Written request:
Below is some material; set it all down exactly, apart from the pictures.

#### Task data

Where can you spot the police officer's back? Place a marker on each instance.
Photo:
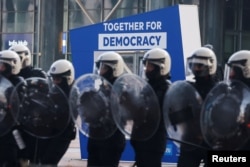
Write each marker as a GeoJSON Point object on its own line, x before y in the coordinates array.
{"type": "Point", "coordinates": [157, 65]}
{"type": "Point", "coordinates": [203, 64]}
{"type": "Point", "coordinates": [108, 151]}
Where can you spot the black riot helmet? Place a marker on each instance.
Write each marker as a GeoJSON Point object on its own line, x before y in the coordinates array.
{"type": "Point", "coordinates": [157, 62]}
{"type": "Point", "coordinates": [202, 62]}
{"type": "Point", "coordinates": [238, 66]}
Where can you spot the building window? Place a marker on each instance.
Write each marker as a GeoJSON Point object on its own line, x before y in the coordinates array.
{"type": "Point", "coordinates": [237, 26]}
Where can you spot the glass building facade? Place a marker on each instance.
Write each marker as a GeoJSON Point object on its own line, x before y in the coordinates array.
{"type": "Point", "coordinates": [45, 24]}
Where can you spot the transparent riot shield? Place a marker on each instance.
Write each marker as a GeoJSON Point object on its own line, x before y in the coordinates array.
{"type": "Point", "coordinates": [135, 107]}
{"type": "Point", "coordinates": [44, 109]}
{"type": "Point", "coordinates": [181, 111]}
{"type": "Point", "coordinates": [225, 116]}
{"type": "Point", "coordinates": [8, 108]}
{"type": "Point", "coordinates": [90, 106]}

########

Complete output:
Where can you spot the police officer's back? Place a marker on each instance.
Photo:
Write each marker as a GeoJSON Point object on its own line, x before y in the coordinates array.
{"type": "Point", "coordinates": [157, 65]}
{"type": "Point", "coordinates": [203, 64]}
{"type": "Point", "coordinates": [108, 151]}
Where can you spot the black riot helmet? Place a marker on each instance.
Write each marker as a GeoJSON Point object on its own line, x before y in the coordinates array.
{"type": "Point", "coordinates": [157, 62]}
{"type": "Point", "coordinates": [202, 62]}
{"type": "Point", "coordinates": [238, 66]}
Where can you spot the building window? Place a marker on each instance.
Write each marker as a GeoJSON Point object on its own line, x before y in the coordinates array.
{"type": "Point", "coordinates": [237, 26]}
Where can you spot the glass building facade? Place a marker on each instance.
Write each marker as a GeoJSON Point object on its own line, x before y in the coordinates array.
{"type": "Point", "coordinates": [45, 24]}
Where can you spot the transparent riot shield? Place a marker on each instance.
Write each marker as a GeoJSON Point object on its own line, x before y in the coordinates array.
{"type": "Point", "coordinates": [135, 107]}
{"type": "Point", "coordinates": [44, 109]}
{"type": "Point", "coordinates": [181, 111]}
{"type": "Point", "coordinates": [225, 116]}
{"type": "Point", "coordinates": [8, 108]}
{"type": "Point", "coordinates": [90, 106]}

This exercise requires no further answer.